[Short problem A]
Transcribe the Data Wrangler walkthrough below word for word.
----- Reading text
After importing the data, you will see a summary page with 3 tabs: Data, Analysis, Training

* Data tab summarizes the steps add to the data sources at this point of data transformation. Expand the individual steps to modify.
* Analysis tab shows are the visualization/report generated
* You use the training tab to training an AutoML model (we will cover in more details later)

![DW03](statics/module_01_dw03.png)


## Custom Transform"
---

To determine good 5G accessibility, we will use *5g_sgnb_abnormal_release_rate_num*, which represents the likelihood of connectivity drops. Any record with *5g_sgnb_abnormal_release_rate_num* > 0 is considered anomaly. Then we will train a classification model that can predict the anomaly based on input features. This use case is part of the 5G performance observability initiative, aimed at predicting any potential loss of connectivity to the 5G radio network in the next hour, helping to ensure a seamless and uninterrupted user experience.

We first use **Custom transform** in Data Wrangler to label the anomaly. For 5g_sgnb_abnormal_release_rate_num > 0, we label to 1. Otherwise, label to 0.
----------
----- Dataset extract
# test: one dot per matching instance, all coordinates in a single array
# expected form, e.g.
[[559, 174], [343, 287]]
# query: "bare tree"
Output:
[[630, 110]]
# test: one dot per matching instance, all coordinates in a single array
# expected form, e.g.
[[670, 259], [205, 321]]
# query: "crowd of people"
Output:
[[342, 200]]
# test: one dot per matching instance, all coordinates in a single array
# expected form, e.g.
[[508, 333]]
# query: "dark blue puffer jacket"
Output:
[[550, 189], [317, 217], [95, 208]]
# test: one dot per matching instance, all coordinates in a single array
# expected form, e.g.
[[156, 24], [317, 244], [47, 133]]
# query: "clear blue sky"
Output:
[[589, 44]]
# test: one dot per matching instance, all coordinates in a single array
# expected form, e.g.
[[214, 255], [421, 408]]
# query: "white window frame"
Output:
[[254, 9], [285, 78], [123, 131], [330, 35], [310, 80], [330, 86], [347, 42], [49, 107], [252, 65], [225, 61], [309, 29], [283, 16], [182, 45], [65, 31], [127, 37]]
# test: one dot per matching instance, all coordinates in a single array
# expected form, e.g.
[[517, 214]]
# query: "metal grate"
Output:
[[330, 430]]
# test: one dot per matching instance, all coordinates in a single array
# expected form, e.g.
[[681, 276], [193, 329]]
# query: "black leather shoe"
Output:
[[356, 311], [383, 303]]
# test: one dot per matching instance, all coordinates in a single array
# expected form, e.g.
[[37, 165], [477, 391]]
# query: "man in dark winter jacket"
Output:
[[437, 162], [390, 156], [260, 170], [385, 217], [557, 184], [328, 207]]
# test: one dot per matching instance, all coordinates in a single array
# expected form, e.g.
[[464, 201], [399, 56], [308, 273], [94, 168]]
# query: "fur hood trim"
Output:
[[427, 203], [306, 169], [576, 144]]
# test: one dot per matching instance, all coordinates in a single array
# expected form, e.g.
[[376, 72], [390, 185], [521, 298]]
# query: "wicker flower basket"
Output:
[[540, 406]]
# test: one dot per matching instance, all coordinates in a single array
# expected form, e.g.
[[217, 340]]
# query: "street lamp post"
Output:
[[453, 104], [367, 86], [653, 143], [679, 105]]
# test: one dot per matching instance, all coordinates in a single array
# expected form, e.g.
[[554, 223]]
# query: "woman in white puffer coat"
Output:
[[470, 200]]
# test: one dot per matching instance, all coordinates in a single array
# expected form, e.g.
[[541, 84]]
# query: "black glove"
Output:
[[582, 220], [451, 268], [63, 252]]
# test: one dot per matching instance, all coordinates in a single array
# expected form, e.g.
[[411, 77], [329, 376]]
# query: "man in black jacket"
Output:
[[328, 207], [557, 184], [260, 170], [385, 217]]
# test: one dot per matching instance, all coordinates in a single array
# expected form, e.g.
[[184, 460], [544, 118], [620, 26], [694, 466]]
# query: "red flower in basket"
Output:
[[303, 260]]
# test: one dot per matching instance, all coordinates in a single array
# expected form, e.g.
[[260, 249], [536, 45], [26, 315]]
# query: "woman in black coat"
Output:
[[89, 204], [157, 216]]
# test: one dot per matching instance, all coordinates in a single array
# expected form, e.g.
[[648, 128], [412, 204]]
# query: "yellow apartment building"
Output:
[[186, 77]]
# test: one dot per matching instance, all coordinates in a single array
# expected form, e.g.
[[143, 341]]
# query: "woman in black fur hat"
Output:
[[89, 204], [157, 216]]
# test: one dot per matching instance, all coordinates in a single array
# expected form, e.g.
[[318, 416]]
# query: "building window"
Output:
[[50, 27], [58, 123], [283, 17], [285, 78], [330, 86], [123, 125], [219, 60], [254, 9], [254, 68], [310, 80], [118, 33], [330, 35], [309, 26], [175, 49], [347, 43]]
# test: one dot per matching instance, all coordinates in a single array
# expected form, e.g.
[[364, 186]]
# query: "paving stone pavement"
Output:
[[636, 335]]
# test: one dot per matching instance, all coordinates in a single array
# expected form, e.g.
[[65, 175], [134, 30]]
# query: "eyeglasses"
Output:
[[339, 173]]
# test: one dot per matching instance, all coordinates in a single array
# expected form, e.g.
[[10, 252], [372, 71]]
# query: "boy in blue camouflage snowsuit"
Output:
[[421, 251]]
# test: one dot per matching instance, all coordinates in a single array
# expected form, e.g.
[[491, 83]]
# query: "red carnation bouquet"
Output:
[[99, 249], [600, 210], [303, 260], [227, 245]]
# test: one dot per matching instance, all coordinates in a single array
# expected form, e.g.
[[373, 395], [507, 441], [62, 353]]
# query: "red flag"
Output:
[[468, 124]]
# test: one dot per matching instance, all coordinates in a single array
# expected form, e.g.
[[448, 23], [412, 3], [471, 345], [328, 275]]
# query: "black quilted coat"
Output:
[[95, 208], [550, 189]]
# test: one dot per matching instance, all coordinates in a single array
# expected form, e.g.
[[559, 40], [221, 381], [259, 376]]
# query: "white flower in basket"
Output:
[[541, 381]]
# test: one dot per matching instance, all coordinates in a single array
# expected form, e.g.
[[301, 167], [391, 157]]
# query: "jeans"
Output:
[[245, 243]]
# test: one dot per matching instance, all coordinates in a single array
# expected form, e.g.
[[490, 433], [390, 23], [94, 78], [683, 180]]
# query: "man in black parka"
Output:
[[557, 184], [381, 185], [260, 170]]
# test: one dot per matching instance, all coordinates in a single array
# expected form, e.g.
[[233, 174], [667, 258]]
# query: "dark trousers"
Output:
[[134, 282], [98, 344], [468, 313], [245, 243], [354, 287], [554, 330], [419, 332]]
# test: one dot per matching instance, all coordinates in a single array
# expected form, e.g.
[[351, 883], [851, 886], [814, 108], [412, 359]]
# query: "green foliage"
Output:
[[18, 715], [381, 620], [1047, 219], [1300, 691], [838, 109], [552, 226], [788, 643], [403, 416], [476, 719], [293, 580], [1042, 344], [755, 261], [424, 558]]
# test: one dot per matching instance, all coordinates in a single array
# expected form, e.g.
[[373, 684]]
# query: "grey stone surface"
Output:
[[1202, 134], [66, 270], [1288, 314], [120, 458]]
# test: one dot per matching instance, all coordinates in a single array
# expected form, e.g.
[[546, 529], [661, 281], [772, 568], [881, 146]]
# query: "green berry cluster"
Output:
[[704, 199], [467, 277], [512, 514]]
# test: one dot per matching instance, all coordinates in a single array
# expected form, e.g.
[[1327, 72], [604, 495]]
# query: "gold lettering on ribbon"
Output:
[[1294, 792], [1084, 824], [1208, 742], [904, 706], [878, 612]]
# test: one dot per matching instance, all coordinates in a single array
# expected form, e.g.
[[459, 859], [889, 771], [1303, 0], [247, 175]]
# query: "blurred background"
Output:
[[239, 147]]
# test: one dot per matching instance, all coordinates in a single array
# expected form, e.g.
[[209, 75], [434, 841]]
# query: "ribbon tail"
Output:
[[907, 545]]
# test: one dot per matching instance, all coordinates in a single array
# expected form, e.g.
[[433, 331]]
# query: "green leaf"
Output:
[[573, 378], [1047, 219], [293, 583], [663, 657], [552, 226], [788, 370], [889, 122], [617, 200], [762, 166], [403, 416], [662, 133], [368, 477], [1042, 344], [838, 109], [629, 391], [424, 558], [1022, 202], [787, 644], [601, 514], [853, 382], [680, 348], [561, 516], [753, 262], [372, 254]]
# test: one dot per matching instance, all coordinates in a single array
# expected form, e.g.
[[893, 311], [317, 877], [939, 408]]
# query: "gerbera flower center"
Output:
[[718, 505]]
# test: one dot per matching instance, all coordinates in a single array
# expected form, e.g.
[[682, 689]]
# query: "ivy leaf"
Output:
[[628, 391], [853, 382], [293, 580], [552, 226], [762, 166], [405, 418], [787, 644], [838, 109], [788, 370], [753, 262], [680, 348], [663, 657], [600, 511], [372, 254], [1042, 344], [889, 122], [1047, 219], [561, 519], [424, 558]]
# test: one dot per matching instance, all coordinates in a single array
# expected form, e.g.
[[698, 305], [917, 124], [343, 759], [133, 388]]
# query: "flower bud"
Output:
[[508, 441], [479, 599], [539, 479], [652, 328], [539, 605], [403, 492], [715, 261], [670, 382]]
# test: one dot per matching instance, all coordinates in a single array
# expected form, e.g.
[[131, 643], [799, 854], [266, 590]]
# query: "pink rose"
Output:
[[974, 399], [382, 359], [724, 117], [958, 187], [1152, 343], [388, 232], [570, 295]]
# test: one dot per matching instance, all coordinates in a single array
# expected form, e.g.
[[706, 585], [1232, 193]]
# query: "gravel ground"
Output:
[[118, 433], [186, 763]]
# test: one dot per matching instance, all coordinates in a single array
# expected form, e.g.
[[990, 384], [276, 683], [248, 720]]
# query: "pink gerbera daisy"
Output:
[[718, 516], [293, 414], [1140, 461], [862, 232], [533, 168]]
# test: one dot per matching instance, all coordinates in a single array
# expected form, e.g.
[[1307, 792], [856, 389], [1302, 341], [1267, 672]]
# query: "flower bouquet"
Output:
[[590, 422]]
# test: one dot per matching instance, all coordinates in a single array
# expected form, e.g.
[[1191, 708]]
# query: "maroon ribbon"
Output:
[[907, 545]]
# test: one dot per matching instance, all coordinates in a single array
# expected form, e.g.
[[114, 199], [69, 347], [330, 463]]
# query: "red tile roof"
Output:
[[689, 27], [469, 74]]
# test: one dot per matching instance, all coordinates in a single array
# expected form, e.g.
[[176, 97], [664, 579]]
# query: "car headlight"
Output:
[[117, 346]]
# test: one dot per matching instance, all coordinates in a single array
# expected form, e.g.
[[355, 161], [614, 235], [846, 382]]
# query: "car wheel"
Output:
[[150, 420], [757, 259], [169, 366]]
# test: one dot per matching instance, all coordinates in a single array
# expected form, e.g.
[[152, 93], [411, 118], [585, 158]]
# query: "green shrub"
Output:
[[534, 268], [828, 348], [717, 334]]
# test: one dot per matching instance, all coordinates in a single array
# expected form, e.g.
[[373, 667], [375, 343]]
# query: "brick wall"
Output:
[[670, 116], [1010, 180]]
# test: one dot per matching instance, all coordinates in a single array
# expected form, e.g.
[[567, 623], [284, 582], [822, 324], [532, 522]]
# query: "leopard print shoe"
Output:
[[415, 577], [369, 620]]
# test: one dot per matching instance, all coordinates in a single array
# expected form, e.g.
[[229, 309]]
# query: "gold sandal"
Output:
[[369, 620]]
----------
[Short problem B]
How many lines in the rows above contain the string "building"? Reply with the number alone.

[Correct response A]
After importing the data, you will see a summary page with 3 tabs: Data, Analysis, Training

* Data tab summarizes the steps add to the data sources at this point of data transformation. Expand the individual steps to modify.
* Analysis tab shows are the visualization/report generated
* You use the training tab to training an AutoML model (we will cover in more details later)

![DW03](statics/module_01_dw03.png)


## Custom Transform"
---

To determine good 5G accessibility, we will use *5g_sgnb_abnormal_release_rate_num*, which represents the likelihood of connectivity drops. Any record with *5g_sgnb_abnormal_release_rate_num* > 0 is considered anomaly. Then we will train a classification model that can predict the anomaly based on input features. This use case is part of the 5G performance observability initiative, aimed at predicting any potential loss of connectivity to the 5G radio network in the next hour, helping to ensure a seamless and uninterrupted user experience.

We first use **Custom transform** in Data Wrangler to label the anomaly. For 5g_sgnb_abnormal_release_rate_num > 0, we label to 1. Otherwise, label to 0.

[Correct response B]
2